● **Record extracts**

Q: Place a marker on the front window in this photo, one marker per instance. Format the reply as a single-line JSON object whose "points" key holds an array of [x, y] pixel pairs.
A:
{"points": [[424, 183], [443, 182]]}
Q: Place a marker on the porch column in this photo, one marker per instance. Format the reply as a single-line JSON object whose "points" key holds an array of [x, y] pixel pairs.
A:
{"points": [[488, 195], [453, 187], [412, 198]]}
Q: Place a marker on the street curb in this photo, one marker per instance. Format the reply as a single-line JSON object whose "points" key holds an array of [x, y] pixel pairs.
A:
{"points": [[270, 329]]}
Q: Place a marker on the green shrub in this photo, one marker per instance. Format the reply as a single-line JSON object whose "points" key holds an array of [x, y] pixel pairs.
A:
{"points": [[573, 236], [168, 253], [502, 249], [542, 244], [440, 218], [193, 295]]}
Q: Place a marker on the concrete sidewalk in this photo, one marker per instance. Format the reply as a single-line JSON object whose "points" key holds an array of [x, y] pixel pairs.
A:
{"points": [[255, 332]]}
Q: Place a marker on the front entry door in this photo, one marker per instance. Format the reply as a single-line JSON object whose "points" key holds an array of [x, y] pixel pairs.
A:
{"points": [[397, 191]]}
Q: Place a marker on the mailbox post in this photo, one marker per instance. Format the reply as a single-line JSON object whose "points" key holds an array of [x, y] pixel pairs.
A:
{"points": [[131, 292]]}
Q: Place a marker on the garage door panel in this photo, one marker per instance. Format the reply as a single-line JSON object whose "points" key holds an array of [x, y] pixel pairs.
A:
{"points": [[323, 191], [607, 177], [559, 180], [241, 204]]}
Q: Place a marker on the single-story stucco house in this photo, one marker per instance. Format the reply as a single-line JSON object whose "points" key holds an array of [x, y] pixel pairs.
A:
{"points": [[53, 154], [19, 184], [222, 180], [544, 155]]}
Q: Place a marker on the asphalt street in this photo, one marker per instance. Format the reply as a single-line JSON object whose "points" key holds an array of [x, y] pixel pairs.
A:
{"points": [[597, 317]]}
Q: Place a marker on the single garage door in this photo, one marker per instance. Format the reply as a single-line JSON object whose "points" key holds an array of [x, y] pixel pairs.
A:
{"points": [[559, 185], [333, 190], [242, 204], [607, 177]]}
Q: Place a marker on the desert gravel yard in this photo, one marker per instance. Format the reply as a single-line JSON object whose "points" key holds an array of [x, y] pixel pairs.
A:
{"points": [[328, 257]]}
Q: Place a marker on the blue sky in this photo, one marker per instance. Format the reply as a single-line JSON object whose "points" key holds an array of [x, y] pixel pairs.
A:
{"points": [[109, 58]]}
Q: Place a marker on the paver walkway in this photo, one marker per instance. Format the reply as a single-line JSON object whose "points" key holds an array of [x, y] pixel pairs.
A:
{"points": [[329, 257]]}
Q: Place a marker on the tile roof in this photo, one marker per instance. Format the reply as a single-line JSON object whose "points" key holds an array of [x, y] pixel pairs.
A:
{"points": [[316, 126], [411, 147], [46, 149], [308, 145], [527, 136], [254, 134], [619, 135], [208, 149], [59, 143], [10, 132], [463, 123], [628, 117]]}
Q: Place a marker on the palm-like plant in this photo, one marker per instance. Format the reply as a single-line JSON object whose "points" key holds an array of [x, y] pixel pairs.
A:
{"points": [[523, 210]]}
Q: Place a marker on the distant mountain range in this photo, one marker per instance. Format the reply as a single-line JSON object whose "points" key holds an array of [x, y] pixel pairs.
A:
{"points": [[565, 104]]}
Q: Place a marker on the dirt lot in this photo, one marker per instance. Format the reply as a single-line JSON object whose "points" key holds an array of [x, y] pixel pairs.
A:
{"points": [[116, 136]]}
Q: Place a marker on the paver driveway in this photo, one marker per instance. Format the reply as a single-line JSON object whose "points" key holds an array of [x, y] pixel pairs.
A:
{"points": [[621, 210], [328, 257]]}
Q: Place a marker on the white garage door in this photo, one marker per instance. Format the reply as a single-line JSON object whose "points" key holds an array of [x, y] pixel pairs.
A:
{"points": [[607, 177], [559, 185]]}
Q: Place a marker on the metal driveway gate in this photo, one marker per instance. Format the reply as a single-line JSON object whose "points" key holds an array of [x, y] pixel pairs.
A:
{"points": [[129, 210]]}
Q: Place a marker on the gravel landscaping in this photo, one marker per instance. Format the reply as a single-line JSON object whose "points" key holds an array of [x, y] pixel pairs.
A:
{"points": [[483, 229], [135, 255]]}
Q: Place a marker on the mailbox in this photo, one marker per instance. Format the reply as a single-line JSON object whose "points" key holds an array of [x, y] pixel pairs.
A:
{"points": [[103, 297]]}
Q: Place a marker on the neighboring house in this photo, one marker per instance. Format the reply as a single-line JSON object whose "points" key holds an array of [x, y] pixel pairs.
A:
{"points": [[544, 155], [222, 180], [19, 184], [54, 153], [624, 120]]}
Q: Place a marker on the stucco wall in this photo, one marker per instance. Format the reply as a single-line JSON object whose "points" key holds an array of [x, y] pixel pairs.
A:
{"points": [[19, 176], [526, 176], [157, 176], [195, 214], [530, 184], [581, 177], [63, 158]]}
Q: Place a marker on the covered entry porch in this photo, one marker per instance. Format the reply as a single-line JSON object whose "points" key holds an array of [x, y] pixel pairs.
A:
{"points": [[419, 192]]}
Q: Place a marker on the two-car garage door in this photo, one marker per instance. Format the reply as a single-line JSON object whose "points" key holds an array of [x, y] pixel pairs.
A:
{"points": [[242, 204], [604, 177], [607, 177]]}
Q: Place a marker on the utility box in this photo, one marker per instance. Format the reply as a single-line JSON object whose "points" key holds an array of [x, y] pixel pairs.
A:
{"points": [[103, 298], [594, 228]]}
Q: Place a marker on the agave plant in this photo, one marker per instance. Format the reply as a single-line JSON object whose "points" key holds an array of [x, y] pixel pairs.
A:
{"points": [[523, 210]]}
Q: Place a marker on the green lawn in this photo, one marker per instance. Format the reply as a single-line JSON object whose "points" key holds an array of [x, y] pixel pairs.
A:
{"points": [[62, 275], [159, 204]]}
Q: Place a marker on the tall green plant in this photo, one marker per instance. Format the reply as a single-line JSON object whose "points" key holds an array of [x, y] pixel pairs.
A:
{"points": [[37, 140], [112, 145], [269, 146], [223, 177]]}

● **To be done**
Repeat the records above exactly.

● **Correct response**
Q: Place a marker on the front window in this photo, one marker per instance. Format the reply as a single-line JSON object whose "points" key holds an array of [x, y] pixel pairs.
A:
{"points": [[424, 183], [443, 182]]}
Q: Place a marker on the porch column in this photo, one marker per instance. Format the reply as a single-line JSON object whose "points" key holds an array of [x, y] pixel pairs.
A:
{"points": [[488, 195], [453, 187], [412, 198]]}
Q: Place a marker on the street curb in this photo, one marker per instance. Format the reply as a single-line JSON object whose "points" key holds an array of [x, y] pixel pairs.
A:
{"points": [[270, 329]]}
Q: Place a marker on the green shrub in this photo, one marker per instance. Format the reply as a single-line JSON object whose "points" key holds an array of [x, y] pixel pairs.
A:
{"points": [[573, 236], [168, 253], [502, 249], [542, 244], [440, 218], [193, 295]]}
Q: Place a marker on the concrete sidewalk in this photo, one marker per instance. Format the reply as a single-line JSON object whose "points" key holds an array of [x, y] pixel pairs.
A:
{"points": [[255, 332]]}
Q: Place a marker on the front entry door in this photo, one marker per instance. Format the reply as a single-line JSON object whose "points" key holds an array of [x, y] pixel pairs.
A:
{"points": [[397, 191]]}
Q: Place a marker on the mailbox post in this photo, one marker per instance. Format the reply as a single-line JSON object whose "points" key holds an array of [x, y] pixel pairs.
A:
{"points": [[131, 292]]}
Q: Place a marker on the garage door panel in this photo, one marker per instance. Format the reply as a single-line JSON object whose "points" key holds an array of [x, y] pixel pairs.
A:
{"points": [[323, 191], [607, 177], [559, 180], [241, 204]]}
Q: Place a marker on the single-story stucco house in this photo, one marker per instance. Format the reply as a single-line JSON object whose "points" key holds an array of [x, y] pixel pairs.
A:
{"points": [[53, 154], [19, 184], [222, 180], [544, 155]]}
Q: Place a marker on the asphalt street in this photo, one marker per instance. Format the reply as a single-line JSON object whose "points" key holds an array of [x, y] pixel pairs.
A:
{"points": [[597, 317]]}
Q: Place a marker on the single garage door in this photo, one marker per instance. Format the reply as a single-line JSON object whose "points" key holds an array of [x, y] pixel pairs.
A:
{"points": [[559, 185], [333, 190], [242, 204], [607, 177]]}
Q: Place a marker on the desert gravel yard in this photo, one marker per instance. Format the reply as a single-line JSON object whose "points" key holds an array of [x, y] pixel pairs.
A:
{"points": [[328, 257]]}
Q: Place a marker on the blue sky in this photo, one marker per instance. Format the reply as a single-line JSON object whose "points" key holds an array of [x, y] pixel pairs.
A:
{"points": [[109, 58]]}
Q: Place a marker on the paver walkway in this photo, one marker per instance. Format the reply as a single-line JSON object whose "points" key holds an array of [x, y] pixel pairs.
A:
{"points": [[329, 257]]}
Q: Place a marker on the tile roof in this photo, one marker per instance. Format the reply as a single-line JSON object whose "points" key holds an array of [x, y] pixel pairs.
A:
{"points": [[316, 126], [411, 147], [46, 149], [308, 145], [527, 136], [254, 134], [619, 135], [208, 149], [59, 143], [10, 132], [463, 123], [628, 117]]}
Q: Place a marker on the palm-like plant in this photo, one marker per instance. Format the reply as a single-line JSON object whose "points" key holds an array of [x, y] pixel pairs.
A:
{"points": [[523, 210]]}
Q: Place a marker on the distant mountain range in this photo, one marker per instance. Format the reply as a single-line JSON object whose "points" key holds an array of [x, y] pixel pairs.
A:
{"points": [[565, 104]]}
Q: Place a marker on the dirt lot in this photo, one marker per instance. Format the reply as a single-line JSON object whose "points" key holds an array of [x, y] pixel pairs.
A:
{"points": [[116, 136]]}
Q: Place a marker on the paver driveway in this photo, one marker per instance. Format the reply as a single-line JSON object whose "points" key holds an array of [x, y] pixel pairs.
A:
{"points": [[621, 210], [328, 257]]}
Q: Place a marker on the white garage door in this photo, one marker per instance. Format the reply as a single-line JSON object whose "points" key holds an array of [x, y] pixel pairs.
A:
{"points": [[607, 177], [559, 185]]}
Q: Place a marker on the metal driveway gate in this photo, one marker per instance. Format the reply as a single-line JSON object whose "points" key holds an array of [x, y] pixel pairs.
A:
{"points": [[129, 210]]}
Q: Place a marker on the gravel landscaping in this photo, one marker per instance. Format the reply as a single-line JSON object whose "points" key holds an array of [x, y] pixel pairs.
A:
{"points": [[483, 229], [135, 255]]}
Q: Place a marker on the mailbox in this photo, one marker per instance. Format the reply as a single-line JSON object whose "points" key holds an array of [x, y] pixel pairs.
A:
{"points": [[103, 297]]}
Q: Place a marker on the neighboring house in this photo, one marker per instance. Format the reply as a single-line JSON object whose "points" key holds an array of [x, y] pixel pairs.
A:
{"points": [[544, 155], [222, 180], [19, 184], [54, 153], [624, 120]]}
Q: Place a marker on the stucco wall in this photo, one marker per instance. Format the reply as a single-line JSON object whose "points" key holds an array of [x, y] pixel pairs.
A:
{"points": [[19, 176], [526, 176], [157, 176], [195, 214], [530, 184], [581, 177], [63, 158]]}
Q: Place a marker on the covered entry porch in this photo, one marker per instance. Format the reply as a single-line JSON object whose "points" key holds an array of [x, y] pixel pairs.
A:
{"points": [[419, 192]]}
Q: Place a marker on the two-car garage door in this photo, one marker per instance. Format the reply as a single-line JSON object whose "points" key holds an array of [x, y] pixel pairs.
A:
{"points": [[242, 204], [604, 177], [607, 177]]}
Q: Place a marker on the utility box in this photo, one marker per instance. Format the reply as a single-line JSON object whose "points" key holds an array of [x, y] pixel pairs.
A:
{"points": [[103, 298], [594, 228]]}
Q: Place a marker on the agave plant in this photo, one marker per instance. Format the reply as a single-line JSON object whose "points" key holds an array of [x, y] pixel pairs.
A:
{"points": [[523, 210]]}
Q: Place a marker on the green lawn in this photo, one marker per instance. Format the reply as a single-line JSON object whose "points" key holds an array of [x, y] pixel pairs.
A:
{"points": [[62, 275], [159, 204]]}
Q: Place a marker on the tall green plant in this photo, one marker per instance. Format the reply as a single-line JSON object whose "points" key holds an array of [x, y] pixel pairs.
A:
{"points": [[37, 140], [112, 145], [269, 146], [223, 177]]}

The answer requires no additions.